--- Start of TEXT SEGMENT ---

The Associated Press

By ALEXANDER G. HIGGINS

GENEVA (AP) — An Iranian envoy said Monday his government will not submit to extensive nuclear inspections while Israel stays outside the global treaty to curb the spread of atomic weapons.

"The existing double standard shall not be tolerated anymore by non-nuclear-weapon states," Ambassador Ali Asghar Soltanieh told a meeting of the 190 countries that have signed the Nuclear Nonproliferation Treaty.

Nuclear safeguards are far from universal, he said, adding that more than 30 countries are still without a comprehensive safeguard agreement with the International Atomic Energy Agency to ensure full cooperation with that U.N. body.

"Israel, with huge nuclear weapons activities, has not concluded" such an agreement or submitted its facilities to the IAEA's safeguards, Soltanieh said.

Israel, which does not discuss whether it has atomic weapons, did not sign the nonproliferation treaty, which requires all signatories except the major powers to refrain from obtaining nuclear arms. India and Pakistan, which have developed nuclear weapons, also are not signatories.

Iran did sign the treaty and is under U.N. Security Council sanctions meant to pressure the Tehran government into allowing inspections that will ensure it isn't developing nuclear weapons. Iran insists its atomic program is peaceful, with the sole goal of using reactors to generate electricity.

--- End of TEXT SEGMENT ---

> [TASK OBJECTIVE]:
List every country that the news article on Iran's nuclear inspections mentions by name.

--- Start of PROVIDED MATERIAL ---

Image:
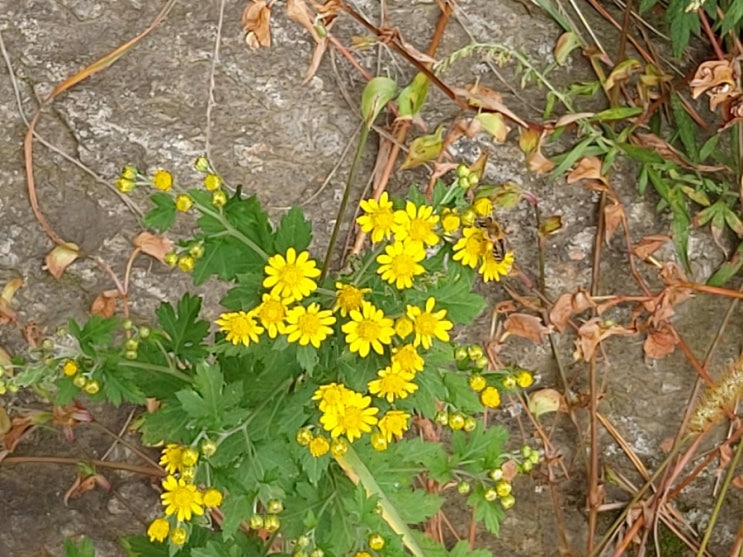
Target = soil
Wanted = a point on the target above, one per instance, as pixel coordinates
(281, 138)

--- End of PROVIDED MATERIAL ---

> [EXERCISE OUTPUT]:
Israel, India, Pakistan, Iran